* Assignment:
An exact transcription of all the data is the expected reply.

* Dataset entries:
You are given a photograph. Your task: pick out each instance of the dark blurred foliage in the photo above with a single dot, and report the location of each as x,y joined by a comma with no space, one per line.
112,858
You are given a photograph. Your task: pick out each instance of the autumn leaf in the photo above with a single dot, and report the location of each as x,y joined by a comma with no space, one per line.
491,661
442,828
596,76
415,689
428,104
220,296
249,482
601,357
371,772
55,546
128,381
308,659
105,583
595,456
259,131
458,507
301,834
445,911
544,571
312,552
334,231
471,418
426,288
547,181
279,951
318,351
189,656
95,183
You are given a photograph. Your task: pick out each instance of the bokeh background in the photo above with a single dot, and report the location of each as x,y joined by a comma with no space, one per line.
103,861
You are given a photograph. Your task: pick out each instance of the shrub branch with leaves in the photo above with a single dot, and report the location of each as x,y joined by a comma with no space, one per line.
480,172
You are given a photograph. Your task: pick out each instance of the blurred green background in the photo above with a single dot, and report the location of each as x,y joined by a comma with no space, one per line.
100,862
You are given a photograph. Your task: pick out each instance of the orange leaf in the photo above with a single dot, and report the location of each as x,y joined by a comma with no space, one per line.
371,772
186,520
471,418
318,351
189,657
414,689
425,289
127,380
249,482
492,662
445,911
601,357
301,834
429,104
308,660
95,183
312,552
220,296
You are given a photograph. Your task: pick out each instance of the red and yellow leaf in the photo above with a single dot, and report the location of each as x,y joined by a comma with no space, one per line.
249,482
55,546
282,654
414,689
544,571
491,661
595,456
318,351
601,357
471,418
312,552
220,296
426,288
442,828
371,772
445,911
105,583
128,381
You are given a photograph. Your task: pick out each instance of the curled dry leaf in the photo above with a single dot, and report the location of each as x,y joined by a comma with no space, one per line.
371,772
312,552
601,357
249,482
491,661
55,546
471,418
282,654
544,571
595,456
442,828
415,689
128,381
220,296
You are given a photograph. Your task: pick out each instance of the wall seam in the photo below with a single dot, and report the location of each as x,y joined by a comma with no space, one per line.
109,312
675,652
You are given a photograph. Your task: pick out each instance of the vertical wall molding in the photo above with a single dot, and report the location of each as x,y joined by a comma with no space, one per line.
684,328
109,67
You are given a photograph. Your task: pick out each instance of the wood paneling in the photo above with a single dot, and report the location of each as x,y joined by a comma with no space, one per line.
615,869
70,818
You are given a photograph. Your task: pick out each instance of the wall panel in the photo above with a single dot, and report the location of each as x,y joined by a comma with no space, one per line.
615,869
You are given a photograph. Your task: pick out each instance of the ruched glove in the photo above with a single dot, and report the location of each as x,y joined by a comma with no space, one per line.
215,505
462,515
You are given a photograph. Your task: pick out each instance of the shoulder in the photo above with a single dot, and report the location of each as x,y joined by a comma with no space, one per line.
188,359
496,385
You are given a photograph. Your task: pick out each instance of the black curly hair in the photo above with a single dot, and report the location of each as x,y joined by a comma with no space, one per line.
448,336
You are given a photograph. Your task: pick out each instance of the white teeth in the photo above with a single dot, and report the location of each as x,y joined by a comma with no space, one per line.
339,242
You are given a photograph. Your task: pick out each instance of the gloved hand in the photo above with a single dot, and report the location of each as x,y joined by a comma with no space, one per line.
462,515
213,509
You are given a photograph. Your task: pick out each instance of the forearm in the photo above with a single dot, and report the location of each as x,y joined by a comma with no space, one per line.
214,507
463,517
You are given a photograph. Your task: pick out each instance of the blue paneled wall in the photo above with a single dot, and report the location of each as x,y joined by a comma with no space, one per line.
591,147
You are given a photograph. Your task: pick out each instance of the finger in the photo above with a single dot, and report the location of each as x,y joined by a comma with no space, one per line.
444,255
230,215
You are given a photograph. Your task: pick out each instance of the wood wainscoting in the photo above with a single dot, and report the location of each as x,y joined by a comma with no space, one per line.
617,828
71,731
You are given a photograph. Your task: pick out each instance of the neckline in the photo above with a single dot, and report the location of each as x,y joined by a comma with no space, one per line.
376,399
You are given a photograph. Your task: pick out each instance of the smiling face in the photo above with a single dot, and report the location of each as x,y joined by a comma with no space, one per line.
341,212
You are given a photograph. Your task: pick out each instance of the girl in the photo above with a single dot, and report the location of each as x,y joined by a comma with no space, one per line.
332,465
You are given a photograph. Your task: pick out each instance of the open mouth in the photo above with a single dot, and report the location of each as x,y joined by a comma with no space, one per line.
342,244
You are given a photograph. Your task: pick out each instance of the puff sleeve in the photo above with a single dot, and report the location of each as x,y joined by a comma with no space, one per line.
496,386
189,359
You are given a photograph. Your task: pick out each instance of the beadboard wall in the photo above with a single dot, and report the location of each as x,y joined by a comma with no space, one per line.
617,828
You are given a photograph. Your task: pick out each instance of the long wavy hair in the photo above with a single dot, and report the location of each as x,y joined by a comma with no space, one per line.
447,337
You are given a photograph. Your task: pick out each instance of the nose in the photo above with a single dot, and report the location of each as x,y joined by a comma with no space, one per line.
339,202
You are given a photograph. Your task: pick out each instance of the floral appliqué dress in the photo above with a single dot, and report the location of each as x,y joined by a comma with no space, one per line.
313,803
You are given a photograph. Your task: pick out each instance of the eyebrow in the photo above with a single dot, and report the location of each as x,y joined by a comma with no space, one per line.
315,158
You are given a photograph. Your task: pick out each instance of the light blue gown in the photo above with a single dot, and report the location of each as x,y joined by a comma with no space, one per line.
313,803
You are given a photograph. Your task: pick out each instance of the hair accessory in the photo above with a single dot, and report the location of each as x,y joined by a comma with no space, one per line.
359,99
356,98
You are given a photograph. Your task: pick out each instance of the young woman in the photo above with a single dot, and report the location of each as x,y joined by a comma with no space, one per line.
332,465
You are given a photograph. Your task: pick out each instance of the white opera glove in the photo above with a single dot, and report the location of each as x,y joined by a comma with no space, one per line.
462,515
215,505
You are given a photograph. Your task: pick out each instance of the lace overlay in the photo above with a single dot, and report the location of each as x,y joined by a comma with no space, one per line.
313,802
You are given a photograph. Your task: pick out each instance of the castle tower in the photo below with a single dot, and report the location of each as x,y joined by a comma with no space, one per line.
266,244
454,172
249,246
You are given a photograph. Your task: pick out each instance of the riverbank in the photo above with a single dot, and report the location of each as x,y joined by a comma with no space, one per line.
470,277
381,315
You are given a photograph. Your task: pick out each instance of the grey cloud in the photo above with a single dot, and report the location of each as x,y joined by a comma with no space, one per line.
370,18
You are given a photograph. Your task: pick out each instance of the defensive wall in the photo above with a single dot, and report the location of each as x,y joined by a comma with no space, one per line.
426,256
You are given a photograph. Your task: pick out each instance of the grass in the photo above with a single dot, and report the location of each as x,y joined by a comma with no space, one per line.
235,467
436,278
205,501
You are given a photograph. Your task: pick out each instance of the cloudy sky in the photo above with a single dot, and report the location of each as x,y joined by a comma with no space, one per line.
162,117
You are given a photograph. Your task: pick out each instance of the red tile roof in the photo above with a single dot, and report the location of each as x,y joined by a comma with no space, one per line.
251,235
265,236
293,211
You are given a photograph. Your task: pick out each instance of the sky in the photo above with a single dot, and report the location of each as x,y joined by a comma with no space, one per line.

* Your response:
You are given a photograph. Your task: pick out each instance of the dark blurred foliage in the photo above with a single dot, and report the location of each as x,y joined by a comma with no space, one per line.
112,858
You are given a photograph. Your task: pick out each instance of the autumn leaf in the photo above with a single dot, and report the location of each as x,y joined by a comma with no space, one per line.
491,661
442,828
596,76
415,689
428,104
220,296
249,482
601,357
371,772
55,546
128,381
308,659
105,583
595,456
259,131
458,507
301,834
445,911
544,571
312,552
334,231
471,418
426,288
547,181
279,951
318,351
189,656
95,183
You are given a photograph. Your task: pick out each instance of the bokeh background in the photo above with a single dot, and report the location of each as x,y joined by a comma with no space, one per line.
103,861
You are given a photograph. Your task: pick out each instance of the shrub branch with leaves in the photo above with a single dot, and report the location of each as x,y joined by a comma with no space, one per line.
480,172
You are given a photograph. Your task: pick out each instance of the blurred green background in the photo above with a single dot, and report the location of each as x,y joined by a comma with no space, one per line.
100,862
You are given a photograph. Your task: pick out each instance of the orange leaf in the photo above with a single dot, and report the location of each as x,y joined by a comma with no space, one per line.
371,772
186,520
471,418
318,351
189,657
414,689
425,289
127,380
249,482
492,662
445,911
601,357
301,834
429,104
308,660
95,183
312,552
220,296
You are given a photograph. Your task: pick out each instance of the red and yellow leaf in the photo above with a single dot, and report the location of each as x,y joined by a comma with no space, one per line.
249,482
55,546
282,654
414,689
544,571
491,661
595,456
318,351
601,357
471,418
312,552
220,296
426,288
442,828
371,772
445,911
105,583
128,381
You are given a photograph. Your task: pick out each instance of the curled dry leaf in the photo above with a single dot, and report the location of each as x,y joined by a comma with no space, one per line.
371,772
312,552
601,357
249,482
491,661
55,546
471,418
282,654
544,571
595,456
442,828
415,689
128,381
220,296
You are given a photograph. Your task: pick out each instance of the wall seam in the photo below with a single dot, and report the location of each as x,y joined by a comma with no space, one per line.
109,312
675,652
You are given a photograph. Your task: pick out each instance of the vertical wall molding in the photo above with a single dot, and report the location of each as x,y joined by a comma with no space, one per line.
684,328
109,67
You are given a photograph. Your task: pick out each instance of the wood paneling in the photo above with a single dot, and report the location of each as x,y joined by a comma with no space, one per line.
615,869
70,818
You are given a photograph. Your task: pick out each instance of the wall panel in the photo above with a single dot, and report the location of each as x,y joined by a comma with no space, one per line.
615,869
You are given a photograph. Your task: pick out each instance of the ruched glove in the photo above with a single dot, and report the location of each as x,y joined by a comma with no space, one per line.
215,505
462,515
You are given a photograph. Your task: pick out each instance of the shoulder in the photo above with a single dot, and report the location of each as x,y joined by a comma with no space, one per line.
188,359
496,385
You are given a photograph. Your task: pick out each instance of the black curly hair in the photo above with a single dot, and report the location of each as x,y joined by a comma with no space, one per line.
448,336
You are given a photograph. Your task: pick out each instance of the white teeth in the photo above with a single dot, and report the location of each as x,y joined by a comma with no space, one per line.
339,242
You are given a photograph. Your task: pick out each instance of the gloved hand in the photo above with a single dot, and report the location of each as x,y joined by a comma with no space, one per line.
462,515
213,509
You are given a photograph. Your task: pick out each instance of the forearm in the photo above with a single dot, and report the location of each as x,y joined by a comma with no space, one per line.
214,507
463,517
You are given a photograph. Your task: pick out each instance of the blue paneled wall in the photo above with a single dot, and report the location of each as x,y joined by a comma with no space, one per line.
591,147
You are given a photograph. Your task: pick out each instance of the finger in the photo above with a single dot, and report the location of each as x,y joined by a comma with no space, one per line.
444,255
230,215
You are given a photograph. Your task: pick out each instance of the wood wainscoting in the photo above with a single dot, and report the location of each as x,y joined by a comma with no space, one per line.
617,828
71,731
You are given a photograph. Your task: pick out each instance of the neckline in the photo above with a single dot, and report the location of each as x,y joined by a comma with no space, one per line.
376,399
You are given a photograph. Your task: pick out each instance of the smiling face in the photo above with a single dot, and report the location of each as x,y joined by a comma with no space, one per line.
341,212
You are given a photograph. Your task: pick out each instance of the girl in the photo above with a single dot, and report the location of each as x,y joined by a comma with no space, one per line.
332,465
You are given a photograph. Your task: pick out each instance of the open mouth in the photo above with a single dot, and report the location of each as x,y joined by a comma with no space, one per line.
342,244
You are given a photograph. Your task: pick out each instance of the puff sleeve in the photo above with a single dot, and report the location of each as x,y joined by a comma with no space, one per line.
496,386
189,359
You are given a photograph. Your task: pick out each instance of the beadboard wall in the photo above with a single dot, and report the location of each as x,y joined by a comma with no space, one per line.
617,828
You are given a photograph. Your task: pick out each instance of the long wavy hair in the photo above with a single dot, and report the location of each as x,y joined by a comma with no space, one per line.
447,337
You are given a photograph. Your task: pick out each instance of the nose in the photo above with a single dot, and report the location of each as x,y joined by a comma with no space, one per line.
339,202
You are given a photograph. Your task: pick out each instance of the floral appliqué dress in the photo above with a single dot, and report the location of each as x,y joined by a comma with no space, one per line.
313,803
You are given a photograph. Your task: pick out each instance of the eyebrow in the photo above with a single dot, and report the location of each as x,y joined by a comma with no space, one per line.
315,158
You are given a photograph. Your task: pick out each instance of the light blue gown in the photo above with a single dot, and report the location of each as x,y joined by a comma with no space, one per line.
313,803
You are given a photograph. Your task: pick out each instance of the hair accessory in the photo above with a single dot, and report the location of each as x,y joined by a comma with no space, one per line.
359,99
356,98
You are given a photograph. Your task: pick out each instance of the young woman in the photo above with a single dot, and report the location of each as x,y joined by a comma with no space, one per line.
332,465
You are given a photograph. Your task: pick out each instance of the white opera glove in the photo above with a single dot, and report the location of each as x,y joined by a comma with no space, one per line.
462,515
215,505
You are given a photograph. Your task: pick out each instance of the lace overlay in the photo above with a single dot, and report the location of each as x,y joined by a comma with no space, one per line.
313,802
You are given a photograph. Your task: pick out each instance of the castle tower in the photo below with a single dot, and report the location of each as x,y joined by a comma with no space, one per line.
266,244
454,172
249,246
You are given a photograph. Your task: pick out each instance of the riverbank in the photo above with a single dot, and report the location of each as x,y joined by a comma with no space, one per line.
470,277
381,315
You are given a photograph. Your task: pick out each instance of the grey cloud in the photo above with a single dot, and report the location of each as x,y joined by a comma with no space, one per line.
370,18
You are given a photograph. Your task: pick out each instance of the defensive wall in the photo above with a single dot, and report the location of each as x,y joined by a comma with no space, one per line.
426,256
You are given a photograph. Your task: pick out each instance of the grass in the photo above with a single dot, and report the location of each as x,y joined by a comma with no space, one per line.
235,467
436,278
205,501
You are given a photograph. Your task: pick out each instance of the cloudy sky in the photo above with a single dot, and report the location of each as x,y joined by a comma with no space, one per line.
162,117
You are given a photograph. Your task: pick out each instance of the red tile roof in the photo above with a single dot, and report the location of each as x,y joined by a comma with no space, one per line.
251,235
265,236
293,211
You are given a photograph. Your task: pick out each instance of the sky in the photo above with a single dot, and report the location of each as x,y joined by a comma with no space, one per line.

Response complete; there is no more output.